LISTED ENTRIES Block Start

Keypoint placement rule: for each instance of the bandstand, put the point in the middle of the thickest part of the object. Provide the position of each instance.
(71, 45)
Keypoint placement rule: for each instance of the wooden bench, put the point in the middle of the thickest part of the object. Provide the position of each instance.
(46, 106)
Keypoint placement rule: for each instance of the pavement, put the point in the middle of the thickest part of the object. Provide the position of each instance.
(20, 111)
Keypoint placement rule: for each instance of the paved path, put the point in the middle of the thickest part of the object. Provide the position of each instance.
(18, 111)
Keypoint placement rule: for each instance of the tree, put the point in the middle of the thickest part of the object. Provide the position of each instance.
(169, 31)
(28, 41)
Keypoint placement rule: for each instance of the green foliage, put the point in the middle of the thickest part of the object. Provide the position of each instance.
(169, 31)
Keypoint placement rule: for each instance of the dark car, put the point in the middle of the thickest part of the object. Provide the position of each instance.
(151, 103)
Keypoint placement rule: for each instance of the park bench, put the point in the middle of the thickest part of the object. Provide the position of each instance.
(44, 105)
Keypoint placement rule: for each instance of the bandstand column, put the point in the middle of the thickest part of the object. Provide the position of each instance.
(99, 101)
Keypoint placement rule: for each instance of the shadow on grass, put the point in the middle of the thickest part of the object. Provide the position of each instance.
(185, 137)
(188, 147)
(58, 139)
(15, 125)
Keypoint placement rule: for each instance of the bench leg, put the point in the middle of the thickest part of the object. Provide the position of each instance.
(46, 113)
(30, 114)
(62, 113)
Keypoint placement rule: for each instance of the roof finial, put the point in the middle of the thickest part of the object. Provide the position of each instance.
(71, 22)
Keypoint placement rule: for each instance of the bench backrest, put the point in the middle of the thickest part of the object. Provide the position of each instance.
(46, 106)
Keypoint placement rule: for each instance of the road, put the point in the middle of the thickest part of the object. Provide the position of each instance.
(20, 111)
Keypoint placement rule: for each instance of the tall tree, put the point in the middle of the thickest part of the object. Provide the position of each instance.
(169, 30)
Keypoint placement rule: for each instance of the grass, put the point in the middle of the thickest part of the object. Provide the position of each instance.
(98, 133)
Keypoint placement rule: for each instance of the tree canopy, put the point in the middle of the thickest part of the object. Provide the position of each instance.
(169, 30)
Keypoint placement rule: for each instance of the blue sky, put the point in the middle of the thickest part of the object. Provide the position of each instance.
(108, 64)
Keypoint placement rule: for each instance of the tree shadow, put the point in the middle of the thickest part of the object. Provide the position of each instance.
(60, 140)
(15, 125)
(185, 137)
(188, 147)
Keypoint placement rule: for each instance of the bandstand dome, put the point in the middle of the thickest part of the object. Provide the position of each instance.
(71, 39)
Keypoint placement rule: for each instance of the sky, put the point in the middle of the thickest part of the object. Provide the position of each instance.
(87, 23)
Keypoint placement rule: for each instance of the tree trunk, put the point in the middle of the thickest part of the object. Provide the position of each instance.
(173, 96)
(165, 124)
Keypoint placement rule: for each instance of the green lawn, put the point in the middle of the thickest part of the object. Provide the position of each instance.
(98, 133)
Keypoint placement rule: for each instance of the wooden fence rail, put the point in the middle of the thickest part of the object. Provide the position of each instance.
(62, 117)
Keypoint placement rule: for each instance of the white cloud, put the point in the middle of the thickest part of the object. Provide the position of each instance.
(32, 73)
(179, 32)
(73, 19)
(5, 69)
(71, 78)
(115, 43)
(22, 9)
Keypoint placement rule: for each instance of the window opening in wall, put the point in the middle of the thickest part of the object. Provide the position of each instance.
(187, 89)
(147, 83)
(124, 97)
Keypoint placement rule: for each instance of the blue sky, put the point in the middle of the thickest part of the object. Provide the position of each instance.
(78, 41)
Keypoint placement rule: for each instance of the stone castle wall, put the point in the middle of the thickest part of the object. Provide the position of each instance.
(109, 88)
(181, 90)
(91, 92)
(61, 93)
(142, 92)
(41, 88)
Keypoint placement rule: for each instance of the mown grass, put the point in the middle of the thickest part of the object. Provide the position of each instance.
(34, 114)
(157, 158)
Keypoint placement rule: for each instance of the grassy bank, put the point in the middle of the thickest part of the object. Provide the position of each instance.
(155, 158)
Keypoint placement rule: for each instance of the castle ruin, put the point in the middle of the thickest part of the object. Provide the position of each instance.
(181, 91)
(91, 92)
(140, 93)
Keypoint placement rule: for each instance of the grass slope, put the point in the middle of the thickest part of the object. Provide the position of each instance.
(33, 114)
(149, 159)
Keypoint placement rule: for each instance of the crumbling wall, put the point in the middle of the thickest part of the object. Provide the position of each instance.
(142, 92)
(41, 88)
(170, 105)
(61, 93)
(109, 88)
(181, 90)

LISTED ENTRIES Block End

§ **WORK INSTRUCTIONS**
Exactly as it appears above, retype the material in full.

§ **EXERCISE RESULT**
Keypoint placement rule: for each instance of the bandstand, put the point in the middle of the thickest part of the object. Provide the position of each instance.
(71, 45)
Keypoint placement rule: for each instance of the wooden bench, put the point in the middle of the thickest part of the object. Provide the position of each instance.
(46, 106)
Keypoint placement rule: for each instance of the pavement, put the point in the middle of the thickest part of the object. Provide the position of each instance.
(20, 111)
Keypoint placement rule: for each instance of the paved path, put the point in the middle of the thickest part of the object. Provide the position of each instance.
(18, 111)
Keypoint placement rule: for each instance of the tree, put the point in the middle of the thickest part of the object. Provide the position of each instance.
(169, 31)
(28, 41)
Keypoint placement rule: for each instance of the green foliage, put the point in the middle of the thickest part of the object. Provide the position of each instance.
(169, 31)
Keypoint placement rule: for each instance of the dark car, put the point in the middle of the thickest part of the object. Provide the position of each instance.
(151, 103)
Keypoint placement rule: for each instance of the park bench, put the point in the middle of the thickest part of the object. Provide the position of each instance.
(44, 105)
Keypoint placement rule: for each instance of the bandstand column, put the point in the middle of the thickest part of the object. Provide the position of each instance.
(99, 101)
Keypoint placement rule: for each instance of the shadow on grass, put the point in the middle of the thickest part of the object. Provide the position of each instance.
(185, 137)
(188, 147)
(58, 139)
(15, 125)
Keypoint placement rule: for each instance of the bench leg, put the point in the middle of the thickest part of the object. Provide the position of each instance.
(46, 113)
(30, 114)
(62, 113)
Keypoint placement rule: for each instance of the roof finial, put the point in the middle of the thickest part of the object. Provide the position of each instance.
(71, 22)
Keypoint placement rule: for each instance of the bench backrest, put the point in the middle of the thickest part of the object. Provide the position of each instance.
(46, 106)
Keypoint placement rule: for each instance of the road, put the point in the middle of the thickest part of the object. Provide the position of each instance.
(20, 111)
Keypoint placement rule: for each instance of the tall tree, put the point in the middle of the thickest part of the object. Provide the position of each instance.
(169, 30)
Keypoint placement rule: for each instance of the grass, put the point in the middle of the thickest part of the object. Provide the position of each instance.
(98, 133)
Keypoint placement rule: for each instance of the tree canopy, put the point in the middle of the thickest part of the object. Provide the position of each instance.
(169, 30)
Keypoint placement rule: for each instance of the blue sky, put the point in the middle of the thickest part of the object. Provide the position of each instance.
(108, 64)
Keypoint placement rule: for each instance of the tree shadow, put the point in the middle of the thickest part of the object. Provide the position of each instance.
(60, 140)
(15, 125)
(185, 137)
(188, 147)
Keypoint placement rule: for each instance of the bandstand dome, put the point in the middle of the thickest part of the object. Provide the position of each instance.
(71, 39)
Keypoint placement rule: for each instance of the sky, put the point in the middle of the thickest part of the object. Provide the position of each instance.
(87, 23)
Keypoint placement rule: for each instance of the tree trunk, put the point in the middle of the thickest part of the object. Provide the position of each instance.
(173, 96)
(165, 124)
Keypoint placement rule: for each instance of the green lawn, put the point in the middle of the thickest part of the object. Provide the position of each instance.
(98, 133)
Keypoint placement rule: for each instance of the wooden fence rail, put the point in the middle of the thickest part of the object. Provide the position of each instance.
(62, 117)
Keypoint placement rule: for each instance of the white cloud, put the point in the middle of the thickest part of the object. Provide the position of each instance.
(32, 73)
(179, 32)
(73, 19)
(5, 69)
(71, 78)
(115, 43)
(22, 9)
Keypoint placement rule: for each instance of the window opening in wall, put the point in the middle of the thickest part of the object. Provide the position of each instance.
(187, 89)
(147, 83)
(124, 97)
Keypoint placement rule: for each instance of the blue sky, put the point in the middle of the thickest part of the object. Provide the position of each instance.
(78, 41)
Keypoint placement rule: for each instance of the stone castle wall, put the point in the middle of the thickest part of the object. Provide the position of each instance.
(109, 88)
(181, 90)
(91, 92)
(61, 93)
(142, 92)
(41, 88)
Keypoint placement rule: for each instance of the mown grass, put the point in the middle of the thickest part of the object. Provide the position of each instance.
(34, 114)
(157, 158)
Keypoint placement rule: for each instance of the grassy bank, put the point in the middle of the thickest part of the object. Provide the position of each instance.
(155, 158)
Keypoint placement rule: for each instance of the castle ruin, put the point in the middle of the thickest part of the object. Provide the position of each instance.
(181, 91)
(91, 92)
(140, 93)
Keypoint placement rule: for each instance of the grass slope, put the point in the middle of the thickest part of the object. Provide the position of each instance.
(33, 114)
(149, 159)
Keypoint placement rule: for each instance of the crumbling wall, put the point in the middle of the thickest part of the object. Provide the position of each instance.
(142, 92)
(41, 88)
(170, 105)
(61, 93)
(109, 88)
(181, 90)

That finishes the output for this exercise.